[Object pointing dataset rows]
· · ·

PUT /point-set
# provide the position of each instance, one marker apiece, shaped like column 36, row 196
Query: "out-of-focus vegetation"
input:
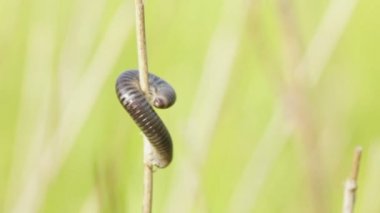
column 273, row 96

· · ·

▶ **Set task**: Lay out the rows above as a two-column CSV with the headers "prompt" and "point", one line per row. Put each row's text in one quoted field and its answer in another, turning line breaks into spaces and leaving out the pictures.

▶ **Result for this exercise**:
prompt,point
"PUT /point-set # provide the position of each instance, one marker apiece, shaped like column 36, row 196 Query: ""out-of-focus vegetation"" input:","column 273, row 96"